#### Brief:
Repeat every one of the entries below word for word, leaving out the pictures.

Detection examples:
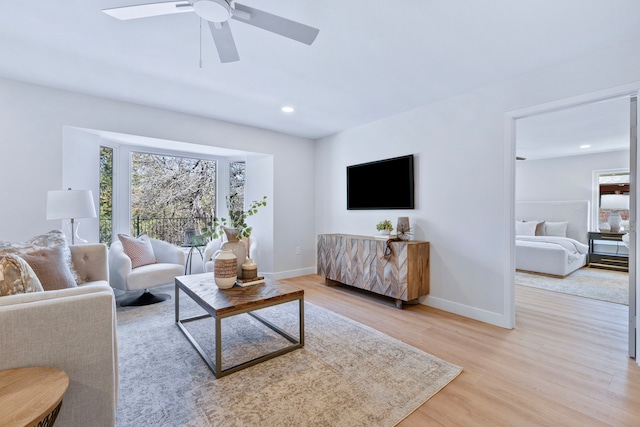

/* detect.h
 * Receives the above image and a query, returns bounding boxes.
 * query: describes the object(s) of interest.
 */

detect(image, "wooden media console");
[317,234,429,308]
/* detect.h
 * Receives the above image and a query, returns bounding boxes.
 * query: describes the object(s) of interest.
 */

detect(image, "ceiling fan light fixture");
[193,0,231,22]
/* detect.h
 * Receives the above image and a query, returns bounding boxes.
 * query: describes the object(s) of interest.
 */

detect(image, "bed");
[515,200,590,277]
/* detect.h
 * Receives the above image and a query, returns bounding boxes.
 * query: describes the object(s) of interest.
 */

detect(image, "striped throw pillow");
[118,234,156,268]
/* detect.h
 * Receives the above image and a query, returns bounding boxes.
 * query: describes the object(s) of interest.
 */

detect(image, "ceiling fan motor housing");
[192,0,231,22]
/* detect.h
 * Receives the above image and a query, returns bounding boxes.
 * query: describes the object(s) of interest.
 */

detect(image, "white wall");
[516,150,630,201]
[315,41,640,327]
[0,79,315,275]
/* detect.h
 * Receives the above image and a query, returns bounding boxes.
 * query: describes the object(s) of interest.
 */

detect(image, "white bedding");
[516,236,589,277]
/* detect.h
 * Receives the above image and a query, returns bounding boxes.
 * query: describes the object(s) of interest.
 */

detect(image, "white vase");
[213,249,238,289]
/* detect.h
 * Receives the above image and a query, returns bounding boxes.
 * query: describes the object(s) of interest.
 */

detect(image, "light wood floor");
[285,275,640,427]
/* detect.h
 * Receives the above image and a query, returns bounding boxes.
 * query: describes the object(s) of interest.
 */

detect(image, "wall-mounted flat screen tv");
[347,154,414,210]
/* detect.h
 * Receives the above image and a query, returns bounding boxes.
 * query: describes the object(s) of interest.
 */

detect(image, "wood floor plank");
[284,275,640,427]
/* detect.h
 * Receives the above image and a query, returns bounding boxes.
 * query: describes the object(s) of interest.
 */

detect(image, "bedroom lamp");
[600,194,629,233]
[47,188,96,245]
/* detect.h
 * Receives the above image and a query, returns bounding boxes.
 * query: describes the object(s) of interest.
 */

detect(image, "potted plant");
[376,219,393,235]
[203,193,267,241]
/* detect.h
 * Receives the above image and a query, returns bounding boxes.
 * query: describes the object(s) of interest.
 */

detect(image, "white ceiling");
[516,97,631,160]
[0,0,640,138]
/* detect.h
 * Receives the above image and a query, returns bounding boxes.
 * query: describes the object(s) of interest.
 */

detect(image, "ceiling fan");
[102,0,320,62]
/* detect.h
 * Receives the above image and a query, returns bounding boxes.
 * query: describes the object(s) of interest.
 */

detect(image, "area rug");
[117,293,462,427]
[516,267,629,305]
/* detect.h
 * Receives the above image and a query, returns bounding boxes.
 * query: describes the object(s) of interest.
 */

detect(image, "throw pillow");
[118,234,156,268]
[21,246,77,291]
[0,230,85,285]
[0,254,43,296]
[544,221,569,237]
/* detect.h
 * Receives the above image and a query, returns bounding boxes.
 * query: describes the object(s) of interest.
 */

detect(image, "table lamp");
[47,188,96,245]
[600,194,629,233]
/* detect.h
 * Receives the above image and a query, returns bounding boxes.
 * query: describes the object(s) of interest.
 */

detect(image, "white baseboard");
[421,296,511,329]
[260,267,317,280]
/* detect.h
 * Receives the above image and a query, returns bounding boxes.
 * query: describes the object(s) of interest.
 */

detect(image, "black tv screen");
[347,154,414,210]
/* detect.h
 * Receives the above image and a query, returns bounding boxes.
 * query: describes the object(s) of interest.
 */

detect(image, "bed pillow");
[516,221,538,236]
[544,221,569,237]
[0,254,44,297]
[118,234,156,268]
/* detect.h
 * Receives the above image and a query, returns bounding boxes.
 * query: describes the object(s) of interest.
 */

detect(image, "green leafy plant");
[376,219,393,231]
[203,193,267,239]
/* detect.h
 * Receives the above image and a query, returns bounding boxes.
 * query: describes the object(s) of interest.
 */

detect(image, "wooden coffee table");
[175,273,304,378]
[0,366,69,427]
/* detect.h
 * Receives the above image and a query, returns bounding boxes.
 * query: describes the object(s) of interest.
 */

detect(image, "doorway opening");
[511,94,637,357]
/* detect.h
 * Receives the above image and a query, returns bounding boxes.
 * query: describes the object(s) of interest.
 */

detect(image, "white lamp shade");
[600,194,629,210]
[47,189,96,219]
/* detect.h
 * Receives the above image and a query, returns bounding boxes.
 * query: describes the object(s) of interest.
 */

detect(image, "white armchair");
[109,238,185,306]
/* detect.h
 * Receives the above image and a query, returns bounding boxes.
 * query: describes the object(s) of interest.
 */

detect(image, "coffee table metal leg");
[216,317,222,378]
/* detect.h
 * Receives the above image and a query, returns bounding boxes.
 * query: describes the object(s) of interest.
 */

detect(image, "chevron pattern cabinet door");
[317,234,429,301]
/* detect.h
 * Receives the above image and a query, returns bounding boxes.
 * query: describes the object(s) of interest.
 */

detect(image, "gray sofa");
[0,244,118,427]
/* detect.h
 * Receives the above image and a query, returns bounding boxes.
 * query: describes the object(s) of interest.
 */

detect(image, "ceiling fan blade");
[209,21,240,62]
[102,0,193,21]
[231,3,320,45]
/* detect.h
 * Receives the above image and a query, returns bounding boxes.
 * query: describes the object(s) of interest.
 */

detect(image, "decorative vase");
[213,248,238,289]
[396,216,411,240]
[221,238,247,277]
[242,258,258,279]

#### Expected answer:
/* detect.h
 * Receives the above image and a query, returns bounding boxes.
 * query: describes the object(s) of interest.
 */

detect(image, "wooden media console");
[317,234,429,308]
/* detect.h
 * Receives the above image and a query, returns bounding boxes.
 * query: describes the object(s) of interest.
 */

detect(image, "ceiling fan light fixture");
[193,0,231,22]
/* detect.h
 * Receives the above image and a query, returns bounding boxes.
 * query: describes the object(s) of interest.
 */

detect(image, "bed");
[515,200,590,277]
/* detect.h
 * Receives the above image and a query, returns bounding boxes.
 * query: describes the object(s) of interest.
 */

detect(image, "striped throw pillow");
[118,234,156,268]
/* detect.h
 * Receives the above image and a query, returns bounding boxes.
 * query: describes the object(s) of interest.
 */

detect(image, "ceiling fan motor housing");
[192,0,231,22]
/* detect.h
 * Receives the above image and a query, returns bounding boxes.
 * query: describes the object(s) of interest.
 */

detect(image, "white wall");
[516,150,630,201]
[315,41,640,327]
[0,79,315,275]
/* detect.h
 * Receives the above image and a query, returns bounding boxes.
 * query: describes the object(s) of interest.
 */

detect(image, "white bedding");
[516,236,589,277]
/* detect.h
 * Receives the above image and a query, returns bounding boxes.
 * query: describes the object(s) of interest.
 */

detect(image, "white vase");
[213,249,238,289]
/* detect.h
 * Receives the above image and a query, returns bounding boxes.
 * query: describes the object(s) of interest.
 */

detect(image, "light wood floor");
[285,275,640,427]
/* detect.h
 * Receives the above image and a query, returns bounding boxes.
 * query: describes the object(s) of interest.
 */

detect(image, "wall-mounted flat screen tv");
[347,154,414,210]
/* detect.h
 * Receives the above image and a query, returns bounding boxes.
 * query: describes the object(s) of interest.
 */

detect(image, "wood floor plank");
[284,275,640,427]
/* detect.h
 * Receives the above image and a query, returns bounding boxes.
 * query: describes the object(s) of interest.
 */

detect(image, "bedroom lamp");
[600,194,629,233]
[47,188,96,245]
/* detect.h
 * Receives the above image and a query, returns bounding boxes.
 * query: describes the object(s) of interest.
 */

detect(image, "potted plant");
[376,219,393,235]
[203,193,267,241]
/* detect.h
 * Receives the above image and a query, returns bounding boxes.
 * query: describes the object(s) of interest.
 */

detect(image, "white ceiling");
[516,97,631,160]
[0,0,640,138]
/* detect.h
 * Receives the above image and a query, returns bounding boxes.
 * query: describes the object(s) of interest.
 */

detect(image, "ceiling fan");
[102,0,320,62]
/* detect.h
 * Receives the above image and a query, returns bounding boxes.
 * query: describes the object(s) of interest.
 */

detect(image, "area rug");
[117,293,462,427]
[516,267,629,305]
/* detect.h
 * Receives the above image and a query, returns bounding boxes.
 * query: describes the object(s) of interest.
 */

detect(image, "throw pillow");
[118,234,156,268]
[21,246,77,291]
[0,230,85,285]
[0,254,43,296]
[544,221,569,237]
/* detect.h
 * Receives the above image and a query, returns bounding boxes.
 * query: describes the object(s) of interest.
 */

detect(image, "table lamp");
[47,188,96,245]
[600,194,629,233]
/* detect.h
 * Receives the above image and a query, returns bounding boxes.
 * query: describes the object(s) of interest.
 */

detect(image, "white baseboard");
[421,296,511,329]
[260,267,317,280]
/* detect.h
 * Receives the above image and a query, returns bounding boxes.
 * query: describes the object(s) of interest.
 */

detect(image, "black tv screen");
[347,154,414,210]
/* detect.h
 * Receives the above image and a query, returns bounding boxes.
 * query: describes the object(s) of interest.
 */

detect(image, "bed pillow");
[516,221,538,236]
[544,221,569,237]
[0,254,44,297]
[118,234,156,268]
/* detect.h
 * Receives the above image and a query, returns bounding boxes.
 * query: describes the object(s) of interest.
 */

detect(image, "green leafy plant");
[376,219,393,231]
[203,193,267,239]
/* detect.h
 * Receives the above image and a query, returns bounding boxes.
 * query: describes the object(s) of interest.
 */

detect(image, "wooden coffee table");
[175,273,304,378]
[0,366,69,427]
/* detect.h
 * Receives the above image and a query, returns bounding boxes.
 * query: describes the object(s) of interest.
 */

detect(image, "doorway opening");
[511,94,637,357]
/* detect.h
 * Receives the above image and a query, returns bounding boxes.
 * query: describes the object(s) of interest.
 */

detect(image, "white lamp shade");
[600,194,629,210]
[47,189,96,219]
/* detect.h
 * Receives the above image and a query, returns bounding boxes.
 * query: describes the object(s) of interest.
 */

detect(image, "white armchair");
[109,238,185,306]
/* detect.h
 * Receives the above image and a query, returns bounding boxes.
 * query: describes the object(s) of interest.
 */

detect(image, "coffee table metal leg");
[216,317,222,378]
/* detect.h
 * Receives the above image and a query, returns bounding boxes.
 * query: describes the object(s) of interest.
 */

detect(image, "chevron pattern cabinet door");
[317,234,429,301]
/* detect.h
 * Receives the above image and a query, returns bounding boxes.
 * query: describes the object(s) of interest.
 */

detect(image, "gray sofa");
[0,244,118,427]
/* detect.h
 * Receives the above image and a query, returns bounding boxes.
 * query: describes the object(s) of interest.
 */

detect(image, "ceiling fan blade");
[209,21,240,62]
[102,0,193,21]
[231,3,320,45]
/* detect.h
 * Receives the above image and a query, returns bounding boxes.
 * query: describes the object(s) of interest.
 */

detect(image, "decorative vase");
[213,248,238,289]
[396,216,411,240]
[221,238,247,277]
[242,258,258,279]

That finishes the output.